• [Records for the exercise]
# # #

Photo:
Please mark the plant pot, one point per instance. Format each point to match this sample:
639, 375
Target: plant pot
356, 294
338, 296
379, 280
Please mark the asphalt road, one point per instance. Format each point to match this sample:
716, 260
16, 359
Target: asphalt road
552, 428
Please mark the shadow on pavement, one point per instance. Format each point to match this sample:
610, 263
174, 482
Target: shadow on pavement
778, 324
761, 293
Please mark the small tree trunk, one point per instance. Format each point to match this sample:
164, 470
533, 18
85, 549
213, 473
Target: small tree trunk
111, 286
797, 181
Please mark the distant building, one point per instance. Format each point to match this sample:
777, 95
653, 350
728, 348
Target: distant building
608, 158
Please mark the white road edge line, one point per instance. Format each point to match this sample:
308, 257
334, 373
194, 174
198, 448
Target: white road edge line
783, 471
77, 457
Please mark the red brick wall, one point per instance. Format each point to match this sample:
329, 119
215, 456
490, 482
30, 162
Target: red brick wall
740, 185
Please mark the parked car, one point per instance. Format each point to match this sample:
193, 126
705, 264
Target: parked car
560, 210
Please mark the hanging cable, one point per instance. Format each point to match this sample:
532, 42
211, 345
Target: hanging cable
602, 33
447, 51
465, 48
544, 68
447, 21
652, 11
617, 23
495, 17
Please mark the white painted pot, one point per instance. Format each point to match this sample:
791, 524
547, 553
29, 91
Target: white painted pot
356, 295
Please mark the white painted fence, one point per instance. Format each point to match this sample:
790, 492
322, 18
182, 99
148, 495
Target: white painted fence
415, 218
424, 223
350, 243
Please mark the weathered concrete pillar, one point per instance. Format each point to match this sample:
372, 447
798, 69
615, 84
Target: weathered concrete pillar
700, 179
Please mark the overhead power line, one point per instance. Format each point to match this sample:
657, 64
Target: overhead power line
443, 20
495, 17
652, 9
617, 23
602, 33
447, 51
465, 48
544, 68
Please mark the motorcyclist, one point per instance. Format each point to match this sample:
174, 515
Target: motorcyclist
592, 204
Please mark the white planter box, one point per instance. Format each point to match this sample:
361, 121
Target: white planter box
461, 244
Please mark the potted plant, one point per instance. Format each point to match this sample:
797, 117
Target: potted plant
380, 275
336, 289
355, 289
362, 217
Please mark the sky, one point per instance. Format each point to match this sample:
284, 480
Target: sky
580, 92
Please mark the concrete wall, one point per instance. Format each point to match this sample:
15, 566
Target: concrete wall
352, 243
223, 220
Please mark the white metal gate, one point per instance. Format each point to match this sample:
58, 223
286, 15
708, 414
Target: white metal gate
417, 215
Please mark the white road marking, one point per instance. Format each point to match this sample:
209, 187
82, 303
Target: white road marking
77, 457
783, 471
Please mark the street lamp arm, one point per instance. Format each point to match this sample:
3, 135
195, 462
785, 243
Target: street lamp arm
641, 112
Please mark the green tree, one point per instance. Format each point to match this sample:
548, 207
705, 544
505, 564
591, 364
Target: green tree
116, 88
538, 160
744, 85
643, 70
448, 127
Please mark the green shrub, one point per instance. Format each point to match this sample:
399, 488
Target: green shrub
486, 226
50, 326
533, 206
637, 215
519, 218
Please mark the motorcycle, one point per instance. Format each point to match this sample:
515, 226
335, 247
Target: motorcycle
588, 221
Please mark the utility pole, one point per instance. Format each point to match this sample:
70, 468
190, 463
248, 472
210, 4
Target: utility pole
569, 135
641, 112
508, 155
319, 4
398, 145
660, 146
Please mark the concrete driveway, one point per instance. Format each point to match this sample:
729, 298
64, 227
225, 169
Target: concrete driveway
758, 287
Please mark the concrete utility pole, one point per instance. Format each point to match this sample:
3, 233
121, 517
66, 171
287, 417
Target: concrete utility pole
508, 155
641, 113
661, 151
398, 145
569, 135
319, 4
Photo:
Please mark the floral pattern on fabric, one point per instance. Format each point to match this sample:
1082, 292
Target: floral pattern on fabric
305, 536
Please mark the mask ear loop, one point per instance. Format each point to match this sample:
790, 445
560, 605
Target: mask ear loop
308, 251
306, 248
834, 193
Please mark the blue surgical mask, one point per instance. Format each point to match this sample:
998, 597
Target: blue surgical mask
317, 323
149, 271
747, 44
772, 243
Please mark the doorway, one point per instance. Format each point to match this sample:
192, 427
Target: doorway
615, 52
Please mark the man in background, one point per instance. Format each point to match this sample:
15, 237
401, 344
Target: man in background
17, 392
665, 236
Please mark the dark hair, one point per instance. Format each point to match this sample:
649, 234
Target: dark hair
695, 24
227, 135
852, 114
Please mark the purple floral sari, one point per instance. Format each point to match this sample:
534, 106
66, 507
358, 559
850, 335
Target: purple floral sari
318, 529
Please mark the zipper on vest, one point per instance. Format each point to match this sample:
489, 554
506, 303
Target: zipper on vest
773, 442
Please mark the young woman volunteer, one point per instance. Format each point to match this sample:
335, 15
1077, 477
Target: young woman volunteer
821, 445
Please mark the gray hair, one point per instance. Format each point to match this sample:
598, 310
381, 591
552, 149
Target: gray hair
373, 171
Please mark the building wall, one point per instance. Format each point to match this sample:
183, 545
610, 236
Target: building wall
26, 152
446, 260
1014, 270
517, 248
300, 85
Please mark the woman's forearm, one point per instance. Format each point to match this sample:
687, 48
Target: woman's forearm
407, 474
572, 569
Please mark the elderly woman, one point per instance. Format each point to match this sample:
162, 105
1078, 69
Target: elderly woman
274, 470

# # #

• [To be done]
Repeat the records above exactly, from the first line to the last.

• [Expected answer]
Photo:
Please mark the plant pot, one point per instance. Format each point to match this sample:
639, 375
Target: plant pot
356, 294
338, 296
379, 280
Please mark the asphalt road, one point per instance. Format each point to match this sample:
716, 260
16, 359
Target: asphalt road
552, 428
Please mark the shadow on pavement, one point per instance. Format each point to match this sample:
610, 263
174, 482
Target: shadow on pavement
778, 324
761, 293
Please mark the small tree trunk, one point per instance. Format each point to match this sample:
164, 470
533, 18
85, 549
213, 473
Target: small tree trunk
111, 286
797, 181
Please mark the distant building, one point per instance. Format each point to match this sample:
777, 95
653, 350
728, 348
Target: distant building
608, 158
Please mark the white road edge line, one point per instance. Format each point to match this sample:
308, 257
334, 373
194, 174
198, 448
Target: white road edge line
783, 471
77, 457
Please mark the red brick wall, one point per instance. Format each point to match this sample:
329, 119
215, 456
490, 482
30, 162
Target: red brick wall
740, 185
Please mark the parked car, one point per instance. Format each point to match this sample:
193, 126
705, 264
Target: parked car
560, 210
Please mark the hanging cable, one point per instance. Format each point to match this sample:
532, 42
211, 345
Target: hanging cable
602, 33
447, 51
465, 48
544, 68
447, 21
652, 11
617, 23
495, 17
Please mark the white painted pot, one point per instance. Format each point to match this sample:
791, 524
547, 553
29, 91
Target: white painted pot
356, 295
Please mark the white painted fence, one point per instance. Format each point to match this sample:
790, 492
322, 18
182, 99
148, 495
Target: white painted fence
415, 218
424, 223
350, 243
Please mark the weathered concrete pillar, one point per instance. Format each point to match this sample:
372, 447
798, 69
615, 84
Target: weathered concrete pillar
700, 179
Please mark the overhead power line, one point per instance. Format each point to match this sample:
657, 64
Target: overhead power line
443, 20
495, 17
652, 9
617, 23
602, 33
447, 51
465, 48
544, 68
Please mark the motorcyclist, one point per instance. Format each point to match this sample:
174, 515
Target: motorcyclist
592, 204
Please mark the white planter box, one point per instance. Format each point to match this sample:
361, 121
Target: white planter box
461, 244
Please mark the potted plant, one point per instance. Format each point to match this sample:
797, 117
Target: potted plant
380, 275
336, 289
355, 289
362, 217
Please mark the sky, one point per instance. Format each point to match this sample:
284, 480
Target: sky
580, 92
Please mark the concrete wall, one point per instance. Format each point to match this sample:
15, 566
Target: concrete wall
352, 243
223, 220
Please mark the white metal gate, one point per instance. Format each point to match this sample:
58, 223
286, 15
708, 414
Target: white metal gate
417, 215
Please mark the white road marking, one point per instance. Format each point to match this sample:
209, 187
82, 303
Target: white road marking
77, 457
783, 471
Please mark the street lamp arm, one point per instance. Format each point to match this sample:
3, 135
195, 462
785, 243
Target: street lamp arm
641, 112
Please mark the green tree, one point per instance. Format each point to match this sample:
548, 207
705, 544
505, 564
591, 364
Target: green tree
116, 88
538, 160
744, 85
643, 70
448, 127
Please mark the green shrub, one point per instance. Format each point to match this sample:
399, 488
Target: green shrub
486, 226
50, 326
533, 206
637, 215
519, 218
Please mark the motorcycle, one point per instance. Format each point to match this sample:
515, 226
335, 247
Target: motorcycle
588, 221
Please mark the utility pole, one point per instance. Format each point to match this sample:
70, 468
190, 463
248, 472
210, 4
Target: utility pole
569, 135
641, 112
508, 155
319, 4
398, 145
660, 146
Please mark the concrete driveway, one point per instance. Format each point to match this sample:
729, 298
64, 227
225, 169
Target: concrete driveway
758, 287
Please mark the concrete utility pole, one point per instance. Format each point to match this sample:
3, 233
121, 517
66, 171
287, 417
Target: concrete utility pole
508, 155
641, 113
661, 151
398, 145
569, 135
319, 4
Photo:
Please mark the floral pattern on fabric, one point per instance. Format each point to match this sample:
1082, 292
Target: floral pattern on fabric
305, 536
Please mark the mask ear loop, one point per instance. Format each point to match this sample:
790, 445
560, 605
Target: mask ear loop
308, 251
306, 248
834, 193
Please mark the blue surgical mask, one point per instance. Format each point to match this sample:
998, 597
Target: blue surgical mask
317, 323
149, 271
747, 44
772, 243
Please mark the doorway, one point per instance. Format each point to match this sample:
192, 427
Target: doorway
615, 52
Please mark the man in background, one point per instance. Format each point to match this sample:
15, 237
401, 344
Target: man in background
17, 392
665, 236
Please mark the dark hair, one point per instance. Format each point to match this sample:
649, 234
Target: dark hair
695, 24
227, 135
852, 114
Please mark the purple floral sari, one point per instance. Format each point to match this sample:
534, 106
66, 507
358, 559
850, 335
Target: purple floral sari
318, 529
Please mark the zipper on vest, one point per instance. Format each point to match this sample:
489, 554
506, 303
Target: zipper on vest
773, 442
Please mark the young woman volunteer, one point per instance. Format each point to match this sample:
335, 15
1077, 477
Target: young woman volunteer
821, 445
Please mark the gray hair, one point per instance. Format each point to match this sample:
598, 310
381, 591
552, 149
Target: gray hair
373, 171
Please mark the building wall, one point per instance. Format each point to match this sample:
183, 545
610, 236
Target: building wall
26, 152
446, 260
1014, 270
517, 248
300, 85
Please mark the woman's forearm, one point per instance. Format each point to match this sample:
687, 48
Target: woman's forearm
407, 474
572, 569
Please mark the elderly woman, one point per instance. Format each point to match this sample:
162, 105
1078, 69
Target: elderly woman
274, 470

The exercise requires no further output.